(Your instructions)
Put the lines of the rows below into a Markdown table with the columns No. and Line, numbering each line and skipping blank ones. Begin at the line that has "TARGET: white wall" and stop after the final line of the rows.

....

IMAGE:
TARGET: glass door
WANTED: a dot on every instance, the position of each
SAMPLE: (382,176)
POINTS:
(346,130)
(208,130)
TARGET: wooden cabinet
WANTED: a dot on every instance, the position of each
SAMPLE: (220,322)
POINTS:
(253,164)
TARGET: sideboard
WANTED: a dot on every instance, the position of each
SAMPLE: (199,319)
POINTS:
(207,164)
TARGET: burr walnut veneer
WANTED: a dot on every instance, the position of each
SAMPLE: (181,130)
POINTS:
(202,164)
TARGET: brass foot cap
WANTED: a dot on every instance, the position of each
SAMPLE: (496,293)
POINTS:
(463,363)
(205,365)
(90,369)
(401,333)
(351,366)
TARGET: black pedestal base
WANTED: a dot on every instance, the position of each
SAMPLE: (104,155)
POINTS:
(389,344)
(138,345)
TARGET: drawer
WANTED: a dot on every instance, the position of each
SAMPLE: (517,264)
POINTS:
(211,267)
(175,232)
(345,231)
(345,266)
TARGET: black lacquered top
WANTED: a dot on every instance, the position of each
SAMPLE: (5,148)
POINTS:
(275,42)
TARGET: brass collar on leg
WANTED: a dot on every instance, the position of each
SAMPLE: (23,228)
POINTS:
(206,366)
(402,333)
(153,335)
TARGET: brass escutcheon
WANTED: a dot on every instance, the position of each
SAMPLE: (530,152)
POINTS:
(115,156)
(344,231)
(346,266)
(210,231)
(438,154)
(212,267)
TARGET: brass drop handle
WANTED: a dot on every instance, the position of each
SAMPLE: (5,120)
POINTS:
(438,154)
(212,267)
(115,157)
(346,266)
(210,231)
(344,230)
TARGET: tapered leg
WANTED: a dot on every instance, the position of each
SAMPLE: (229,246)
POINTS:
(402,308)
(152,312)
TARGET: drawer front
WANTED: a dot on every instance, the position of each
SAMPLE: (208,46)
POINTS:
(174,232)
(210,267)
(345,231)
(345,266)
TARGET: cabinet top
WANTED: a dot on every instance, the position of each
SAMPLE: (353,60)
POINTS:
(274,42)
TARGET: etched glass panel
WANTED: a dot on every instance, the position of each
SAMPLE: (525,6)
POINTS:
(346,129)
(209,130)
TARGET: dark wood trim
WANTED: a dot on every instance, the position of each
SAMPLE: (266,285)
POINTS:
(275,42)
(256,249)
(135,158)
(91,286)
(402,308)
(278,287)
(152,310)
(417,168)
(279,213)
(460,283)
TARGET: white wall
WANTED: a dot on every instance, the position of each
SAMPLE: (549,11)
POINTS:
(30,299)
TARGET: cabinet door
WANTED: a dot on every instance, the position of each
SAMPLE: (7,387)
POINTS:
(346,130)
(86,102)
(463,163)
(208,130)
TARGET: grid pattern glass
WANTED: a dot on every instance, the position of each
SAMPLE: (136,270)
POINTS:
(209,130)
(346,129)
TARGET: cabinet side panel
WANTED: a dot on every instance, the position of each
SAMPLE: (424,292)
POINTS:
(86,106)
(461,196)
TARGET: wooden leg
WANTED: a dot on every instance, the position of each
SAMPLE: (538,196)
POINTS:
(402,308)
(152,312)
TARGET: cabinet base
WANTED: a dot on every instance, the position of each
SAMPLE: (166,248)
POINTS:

....

(Finished answer)
| No. | Line |
|---|---|
| 1 | TARGET: white wall |
| 2 | WANTED: a dot on every instance, the position of each |
| 3 | SAMPLE: (549,11) |
| 4 | POINTS: |
| 5 | (30,299) |
| 6 | TARGET: cabinet door |
| 7 | WANTED: a dot on every instance, the position of each |
| 8 | SAMPLE: (7,387) |
| 9 | POINTS: |
| 10 | (346,130) |
| 11 | (86,102) |
| 12 | (463,163) |
| 13 | (208,130) |
| 14 | TARGET: grid pattern glass |
| 15 | WANTED: a dot on every instance, the position of each |
| 16 | SAMPLE: (136,270) |
| 17 | POINTS: |
| 18 | (209,130) |
| 19 | (346,129) |
| 20 | TARGET: cabinet side panel |
| 21 | WANTED: a dot on every instance, the position of each |
| 22 | SAMPLE: (424,292) |
| 23 | POINTS: |
| 24 | (86,106) |
| 25 | (461,196) |
| 26 | TARGET: wooden leg |
| 27 | WANTED: a dot on every instance, the position of each |
| 28 | SAMPLE: (538,196) |
| 29 | POINTS: |
| 30 | (402,308) |
| 31 | (152,312) |
| 32 | TARGET: cabinet base |
| 33 | WANTED: a dot on every instance, the position of each |
| 34 | SAMPLE: (166,248) |
| 35 | POINTS: |